** begin Input data **
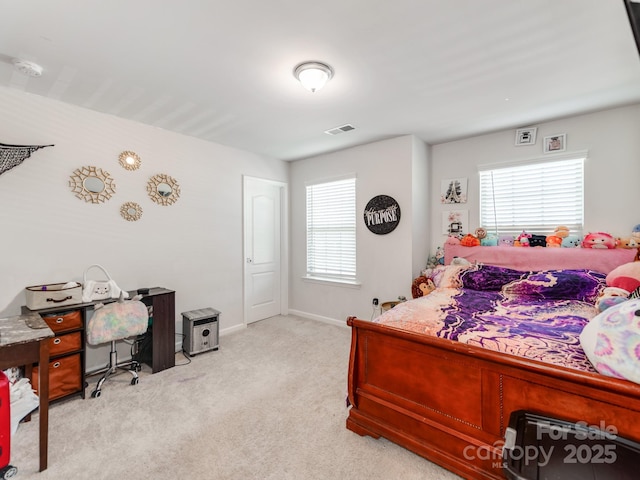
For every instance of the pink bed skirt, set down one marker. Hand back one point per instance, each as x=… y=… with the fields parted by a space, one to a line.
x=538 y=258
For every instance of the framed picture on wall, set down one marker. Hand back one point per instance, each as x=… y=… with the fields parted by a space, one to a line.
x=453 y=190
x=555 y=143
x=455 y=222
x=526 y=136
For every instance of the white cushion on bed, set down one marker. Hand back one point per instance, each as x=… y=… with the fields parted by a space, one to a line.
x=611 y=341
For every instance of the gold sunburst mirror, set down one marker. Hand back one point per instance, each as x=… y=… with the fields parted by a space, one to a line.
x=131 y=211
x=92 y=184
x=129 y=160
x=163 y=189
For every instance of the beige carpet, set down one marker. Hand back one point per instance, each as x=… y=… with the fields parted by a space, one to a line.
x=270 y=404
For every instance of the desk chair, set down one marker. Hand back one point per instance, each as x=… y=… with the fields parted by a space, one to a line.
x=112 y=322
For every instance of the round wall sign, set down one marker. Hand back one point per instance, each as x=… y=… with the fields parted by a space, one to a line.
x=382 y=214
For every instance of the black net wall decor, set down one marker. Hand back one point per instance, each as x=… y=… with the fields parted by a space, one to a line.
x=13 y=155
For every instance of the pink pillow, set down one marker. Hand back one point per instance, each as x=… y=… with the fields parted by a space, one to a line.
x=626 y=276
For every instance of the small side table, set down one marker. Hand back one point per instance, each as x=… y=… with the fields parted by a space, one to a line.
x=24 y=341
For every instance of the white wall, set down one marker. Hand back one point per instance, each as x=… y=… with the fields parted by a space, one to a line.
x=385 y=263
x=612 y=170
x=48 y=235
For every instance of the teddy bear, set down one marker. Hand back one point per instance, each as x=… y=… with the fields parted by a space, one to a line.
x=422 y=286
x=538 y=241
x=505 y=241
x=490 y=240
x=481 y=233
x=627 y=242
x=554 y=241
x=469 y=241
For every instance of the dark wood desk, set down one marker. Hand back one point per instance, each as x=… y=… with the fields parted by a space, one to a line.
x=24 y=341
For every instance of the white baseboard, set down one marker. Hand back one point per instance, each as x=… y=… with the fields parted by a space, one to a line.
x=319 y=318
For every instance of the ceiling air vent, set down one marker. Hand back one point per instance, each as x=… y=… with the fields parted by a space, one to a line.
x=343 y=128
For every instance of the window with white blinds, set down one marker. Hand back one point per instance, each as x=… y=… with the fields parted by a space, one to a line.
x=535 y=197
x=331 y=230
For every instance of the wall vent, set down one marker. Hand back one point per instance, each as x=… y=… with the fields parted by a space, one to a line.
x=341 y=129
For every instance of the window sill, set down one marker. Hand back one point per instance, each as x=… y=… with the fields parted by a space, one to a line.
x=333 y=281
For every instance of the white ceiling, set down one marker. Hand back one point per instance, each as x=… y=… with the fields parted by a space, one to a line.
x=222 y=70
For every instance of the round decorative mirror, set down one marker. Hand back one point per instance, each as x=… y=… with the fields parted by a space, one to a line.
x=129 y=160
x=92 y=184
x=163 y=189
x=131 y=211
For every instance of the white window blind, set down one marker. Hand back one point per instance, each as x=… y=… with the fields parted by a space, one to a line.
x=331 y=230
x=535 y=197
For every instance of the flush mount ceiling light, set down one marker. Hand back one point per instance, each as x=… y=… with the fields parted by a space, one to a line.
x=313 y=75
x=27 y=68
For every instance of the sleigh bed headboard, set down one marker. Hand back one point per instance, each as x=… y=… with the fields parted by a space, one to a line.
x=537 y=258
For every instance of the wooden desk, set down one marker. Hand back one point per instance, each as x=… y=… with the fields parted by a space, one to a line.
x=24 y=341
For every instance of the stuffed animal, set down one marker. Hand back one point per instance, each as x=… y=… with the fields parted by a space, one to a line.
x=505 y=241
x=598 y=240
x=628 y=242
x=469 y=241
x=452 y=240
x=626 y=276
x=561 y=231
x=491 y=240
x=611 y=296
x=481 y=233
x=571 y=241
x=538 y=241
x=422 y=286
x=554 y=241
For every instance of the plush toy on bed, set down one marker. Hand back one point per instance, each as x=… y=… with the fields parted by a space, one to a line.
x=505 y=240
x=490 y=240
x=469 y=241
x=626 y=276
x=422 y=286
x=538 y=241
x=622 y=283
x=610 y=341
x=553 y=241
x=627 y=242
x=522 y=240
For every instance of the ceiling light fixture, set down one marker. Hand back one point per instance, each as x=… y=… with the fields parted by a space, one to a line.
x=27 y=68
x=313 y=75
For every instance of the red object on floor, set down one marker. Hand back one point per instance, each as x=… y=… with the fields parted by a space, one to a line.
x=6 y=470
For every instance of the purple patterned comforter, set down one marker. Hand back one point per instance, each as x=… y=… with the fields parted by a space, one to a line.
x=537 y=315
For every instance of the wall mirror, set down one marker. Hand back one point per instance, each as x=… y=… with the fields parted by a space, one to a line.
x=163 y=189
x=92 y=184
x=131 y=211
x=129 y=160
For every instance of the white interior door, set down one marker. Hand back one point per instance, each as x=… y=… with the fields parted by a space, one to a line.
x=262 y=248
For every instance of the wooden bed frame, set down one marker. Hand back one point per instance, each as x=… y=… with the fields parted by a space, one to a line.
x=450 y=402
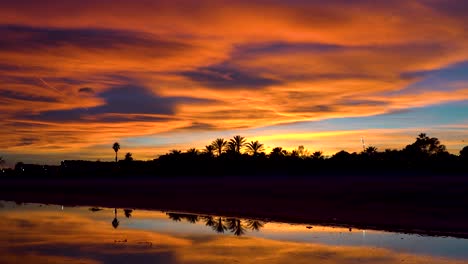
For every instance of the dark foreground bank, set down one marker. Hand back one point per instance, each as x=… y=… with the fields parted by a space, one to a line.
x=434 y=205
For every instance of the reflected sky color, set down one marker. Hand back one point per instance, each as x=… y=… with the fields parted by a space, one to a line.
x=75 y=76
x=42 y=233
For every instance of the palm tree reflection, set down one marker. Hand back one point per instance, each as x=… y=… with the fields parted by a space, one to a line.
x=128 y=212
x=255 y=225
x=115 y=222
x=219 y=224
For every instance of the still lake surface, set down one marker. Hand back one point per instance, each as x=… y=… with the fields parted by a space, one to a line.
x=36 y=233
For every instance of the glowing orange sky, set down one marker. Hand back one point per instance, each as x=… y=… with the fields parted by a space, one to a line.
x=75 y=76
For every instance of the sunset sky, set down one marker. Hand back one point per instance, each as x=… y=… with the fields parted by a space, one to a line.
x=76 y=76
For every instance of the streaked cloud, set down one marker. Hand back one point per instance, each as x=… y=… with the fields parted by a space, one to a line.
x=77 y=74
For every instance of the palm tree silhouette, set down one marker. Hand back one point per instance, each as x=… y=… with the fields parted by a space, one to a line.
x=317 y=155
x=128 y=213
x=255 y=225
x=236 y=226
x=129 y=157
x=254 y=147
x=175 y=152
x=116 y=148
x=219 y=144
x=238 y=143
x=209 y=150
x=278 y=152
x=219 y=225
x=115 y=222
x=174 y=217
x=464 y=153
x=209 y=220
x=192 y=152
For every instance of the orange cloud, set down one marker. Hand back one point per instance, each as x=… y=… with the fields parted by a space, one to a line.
** end Input data **
## Exercise objective:
Turn all the lines above into a numbered list, skipping blank lines and leaving out the pictures.

## The reply:
1. For every instance of the pink bed skirt, set down one marker. Hand back one point per instance, each as x=… y=… with the fields parted by a space, one to a line.
2. x=538 y=258
3. For every instance of the framed picture on wall, set down one marker. Hand back one point per instance, each as x=… y=… with the fields parted by a space, one to a line.
4. x=453 y=190
5. x=555 y=143
6. x=455 y=222
7. x=526 y=136
8. For every instance of the white cushion on bed, set down one marker. Hand back one point per instance, each as x=… y=… with the fields parted by a space, one to a line.
9. x=611 y=341
10. For every instance of the gold sunburst mirror, set down one marker. Hand back one point per instance, each as x=… y=… with the fields parted by a space, one to a line.
11. x=131 y=211
12. x=92 y=184
13. x=129 y=160
14. x=163 y=189
15. For every instance of the beige carpet, set down one marker. Hand back one point per instance, each as x=… y=… with the fields parted by a space, one to a line.
16. x=270 y=404
17. For every instance of the desk chair, set down one marker. Hand back one point per instance, each as x=… y=… with the fields parted by a space, one to a line.
18. x=112 y=322
19. For every instance of the round wall sign, set down one marker. Hand back one point per instance, each as x=… y=… with the fields parted by a space, one to a line.
20. x=382 y=214
21. For every instance of the black net wall decor, set down one marker. Hand back one point per instance, each as x=… y=… with the fields parted by a space, one to a line.
22. x=13 y=155
23. For every instance of the pink pillow, set down one marker. Hand back one point per instance, each as x=… y=… with the fields parted by a space, one to a line.
24. x=626 y=276
25. For every instance of the small side table, set down one marker. Hand back one point per instance, each as x=… y=… with the fields parted by a space, one to a line.
26. x=24 y=341
27. For every instance of the white wall, set down one marker. Hand back one point per instance, each as x=… y=… with the fields parted by a space, one to a line.
28. x=385 y=263
29. x=612 y=170
30. x=48 y=235
31. For every instance of the teddy bear, set down one marker. Hand back one point per instance, each as x=… y=… with the fields parted by a space, one to a line.
32. x=422 y=286
33. x=538 y=241
34. x=505 y=241
35. x=490 y=240
36. x=481 y=233
37. x=627 y=242
38. x=554 y=241
39. x=469 y=241
40. For every instance of the dark wood desk, set down one marker. Hand back one point per instance, each as x=… y=… with the fields parted by a space, one to a line.
41. x=24 y=341
42. For every instance of the white baseboard, set down one marker. Hand back one point per instance, each as x=… y=… with the fields parted by a space, one to a line.
43. x=319 y=318
44. For every instance of the ceiling air vent, set down one marker. Hand back one point per instance, each as x=… y=… with the fields parted by a space, one to a line.
45. x=343 y=128
46. For every instance of the window with white blinds, set down one marker. Hand back one point per instance, each as x=… y=… with the fields parted by a space, one to a line.
47. x=535 y=197
48. x=331 y=230
49. For every instance of the wall vent, set down one marker. Hand back one point per instance, each as x=… y=… with the fields parted by a space, one to a line.
50. x=341 y=129
51. For every instance of the window sill, set down one marker. Hand back one point per instance, each as x=… y=… with the fields parted by a space, one to a line.
52. x=333 y=281
53. For every instance of the white ceiling, set down one marker. Hand back one point per instance, each as x=… y=… with the fields parted by a space, one to a line.
54. x=222 y=70
55. For every instance of the round decorative mirror, set down one marker. Hand back one point per instance, each as x=… y=… with the fields parted by a space, one to a line.
56. x=129 y=160
57. x=92 y=184
58. x=163 y=189
59. x=131 y=211
60. For every instance of the white window blind, set down one marker. Hand back one point per instance, each as x=… y=… with the fields parted by a space, one to a line.
61. x=331 y=230
62. x=535 y=197
63. For every instance of the flush mount ceiling light, set down one marker. Hand back one point per instance, each as x=… y=… with the fields parted by a space, one to a line.
64. x=313 y=75
65. x=27 y=68
66. For every instance of the sleigh bed headboard, set down one marker. Hand back one point per instance, each as x=… y=… with the fields parted by a space, one to a line.
67. x=537 y=258
68. For every instance of the wooden desk, set down one marker. Hand back one point per instance, each as x=… y=… with the fields parted by a space, one to a line.
69. x=24 y=341
70. For every instance of the stuffed animal, set down one marker. Hand back one point per instance, each as x=… y=… with the fields parted by a space, one to a line.
71. x=505 y=241
72. x=598 y=240
73. x=628 y=242
74. x=469 y=241
75. x=452 y=240
76. x=626 y=276
77. x=561 y=231
78. x=491 y=240
79. x=611 y=296
80. x=481 y=233
81. x=571 y=241
82. x=538 y=241
83. x=422 y=286
84. x=554 y=241
85. For every instance of the plush toy on bed, set down one marker. Hand back one point per instance, each as x=… y=… with the fields parted by a space, one to a line.
86. x=505 y=240
87. x=490 y=240
88. x=469 y=241
89. x=626 y=276
90. x=422 y=286
91. x=538 y=241
92. x=622 y=283
93. x=610 y=341
94. x=553 y=241
95. x=627 y=242
96. x=522 y=240
97. For every instance of the ceiling light fixture, set down one marker. Hand back one point per instance, each as x=… y=… with the fields parted by a space, one to a line.
98. x=27 y=68
99. x=313 y=75
100. For every instance of the red object on floor, set down one marker. Hand back one point per instance, each as x=… y=… with the fields parted by a space, one to a line.
101. x=6 y=470
102. For every instance of the purple patterned comforter, set down one marker. Hand back one point per instance, each as x=… y=… with the fields parted by a space, one to a line.
103. x=537 y=315
104. For every instance of the wall mirror, set down one marker. Hand back one point per instance, each as x=… y=… with the fields parted by a space, one to a line.
105. x=163 y=189
106. x=92 y=184
107. x=131 y=211
108. x=129 y=160
109. For every instance of the white interior door, set down one marker. Hand back one point per instance, each as x=… y=… with the fields parted by a space, one to a line.
110. x=262 y=248
111. For every instance of the wooden bed frame, set down one marker. Hand back one point per instance, each as x=… y=… with the fields parted by a space, one to a line.
112. x=450 y=402
113. For every instance of the dark foreground bank, set down one marker. Hand back one point per instance, each as x=… y=… with the fields parted by a space, one to a line.
114. x=434 y=205
115. For every instance of the reflected sky color, set down one marker. Hand back one point per instance, each as x=… y=… with the fields parted by a space, one to a line.
116. x=75 y=76
117. x=42 y=233
118. For every instance of the palm tree reflection, set down one marker. Hand back one point per instance, each as x=… y=… with the fields parted by a space, one to a line.
119. x=128 y=212
120. x=255 y=225
121. x=115 y=222
122. x=219 y=224
123. For every instance of the still lake surface, set down one marker. Hand back one point per instance, each as x=… y=… with the fields parted by a space, one to a line.
124. x=36 y=233
125. For every instance of the glowing orange sky, set down one marker. Hand back one point per instance, each as x=… y=… with the fields parted by a space, one to a line.
126. x=75 y=76
127. For every instance of the sunset sky, set down one marker. Hand back one point per instance, each as x=… y=… with the fields parted by a space, one to a line.
128. x=76 y=76
129. For every instance of the streaked cloud, set down one marker. Hand back one point per instance, each as x=… y=… with the fields parted by a space, one to a line.
130. x=77 y=74
131. For every instance of the palm tree silhouette, set down one marker. Hand back one point per instance, each as x=… y=… with the fields parted by a space, one to a line.
132. x=317 y=155
133. x=128 y=213
134. x=255 y=225
135. x=236 y=226
136. x=129 y=157
137. x=254 y=147
138. x=175 y=152
139. x=116 y=148
140. x=219 y=144
141. x=238 y=143
142. x=209 y=150
143. x=278 y=152
144. x=219 y=225
145. x=115 y=222
146. x=174 y=217
147. x=464 y=153
148. x=209 y=220
149. x=192 y=152
150. For every instance of the orange cloud, set down one marker. Hand back one point per instance, each as x=… y=… with the fields parted by a space, one to a line.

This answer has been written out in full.